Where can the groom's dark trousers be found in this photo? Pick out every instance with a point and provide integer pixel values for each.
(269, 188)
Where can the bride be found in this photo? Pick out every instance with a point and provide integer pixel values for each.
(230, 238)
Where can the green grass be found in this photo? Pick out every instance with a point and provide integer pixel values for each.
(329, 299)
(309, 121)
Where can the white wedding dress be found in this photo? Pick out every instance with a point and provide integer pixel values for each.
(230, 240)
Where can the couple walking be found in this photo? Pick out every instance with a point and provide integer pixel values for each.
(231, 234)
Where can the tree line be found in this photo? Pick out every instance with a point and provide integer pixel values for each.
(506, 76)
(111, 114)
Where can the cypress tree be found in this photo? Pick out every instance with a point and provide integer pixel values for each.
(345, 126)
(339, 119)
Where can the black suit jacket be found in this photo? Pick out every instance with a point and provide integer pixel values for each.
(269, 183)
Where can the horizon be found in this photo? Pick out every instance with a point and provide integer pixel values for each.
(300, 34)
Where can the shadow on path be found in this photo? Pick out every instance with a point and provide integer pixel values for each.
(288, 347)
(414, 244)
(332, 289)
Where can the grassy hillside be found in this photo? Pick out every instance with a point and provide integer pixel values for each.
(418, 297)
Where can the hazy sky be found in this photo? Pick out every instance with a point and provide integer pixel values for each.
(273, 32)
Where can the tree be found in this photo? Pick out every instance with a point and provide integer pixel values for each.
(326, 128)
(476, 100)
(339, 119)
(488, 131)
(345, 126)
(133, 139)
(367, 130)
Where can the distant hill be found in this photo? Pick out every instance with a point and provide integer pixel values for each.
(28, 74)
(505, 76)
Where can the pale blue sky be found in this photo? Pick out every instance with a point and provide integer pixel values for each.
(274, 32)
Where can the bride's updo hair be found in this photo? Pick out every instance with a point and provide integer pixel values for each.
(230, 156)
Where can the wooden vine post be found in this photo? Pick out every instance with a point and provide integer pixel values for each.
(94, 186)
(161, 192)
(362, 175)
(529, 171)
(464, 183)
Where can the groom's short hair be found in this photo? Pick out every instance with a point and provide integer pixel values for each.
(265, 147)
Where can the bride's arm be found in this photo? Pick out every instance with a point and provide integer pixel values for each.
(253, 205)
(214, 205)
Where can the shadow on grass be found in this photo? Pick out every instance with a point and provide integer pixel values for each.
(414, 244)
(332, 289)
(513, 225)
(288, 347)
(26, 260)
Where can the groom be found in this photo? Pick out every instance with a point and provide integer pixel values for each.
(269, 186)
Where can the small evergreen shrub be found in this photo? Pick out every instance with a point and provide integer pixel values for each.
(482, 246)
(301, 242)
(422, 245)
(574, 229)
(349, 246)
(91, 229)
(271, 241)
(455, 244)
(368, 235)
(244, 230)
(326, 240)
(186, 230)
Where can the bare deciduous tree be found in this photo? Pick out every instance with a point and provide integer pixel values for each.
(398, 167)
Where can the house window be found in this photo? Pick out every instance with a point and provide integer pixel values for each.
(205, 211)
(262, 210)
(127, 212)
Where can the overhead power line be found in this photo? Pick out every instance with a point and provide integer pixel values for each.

• [What the task requires]
Output only the lines from the one containing "Where can the house" through the end of the material, please, exactly as they appear.

• [Written answer]
Where can the house window be found in this photo? Pick out every instance with a point and provide integer pixel values for each.
(205, 211)
(262, 210)
(127, 212)
Where can the overhead power line be found in this photo? Pick out every instance with a point and provide integer pixel values for each.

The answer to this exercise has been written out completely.